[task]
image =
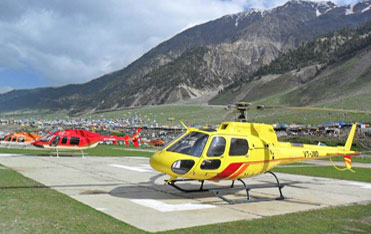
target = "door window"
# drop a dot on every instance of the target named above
(74, 141)
(210, 164)
(238, 147)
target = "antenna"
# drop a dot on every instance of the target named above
(242, 107)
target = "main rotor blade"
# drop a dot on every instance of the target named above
(262, 107)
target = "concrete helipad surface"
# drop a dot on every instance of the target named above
(129, 190)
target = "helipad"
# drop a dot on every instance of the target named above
(129, 190)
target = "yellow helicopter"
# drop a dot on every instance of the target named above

### PROBLEM TO WORK ON:
Write out every line of the listing above again, requests included, but scale each point coordinate by 0.25 and round it to a whole number, with halves rounding up. Leave the picture out of your answer.

### EXERCISE SOLUTION:
[task]
image =
target = "door window"
# drop a dot on every instance of the target named above
(19, 35)
(53, 41)
(60, 37)
target = "antenna"
# drop a dot on every instance of the target named above
(61, 27)
target = "main rotor blade"
# drop a dot on every instance of the target named above
(66, 27)
target = "concrete helipad surface"
# drop a dot on every instance of the target named above
(32, 48)
target = "helipad"
# drop a dot on every instance of the target named above
(32, 48)
target = "yellow helicopter"
# drop a dot on every instance of the target named above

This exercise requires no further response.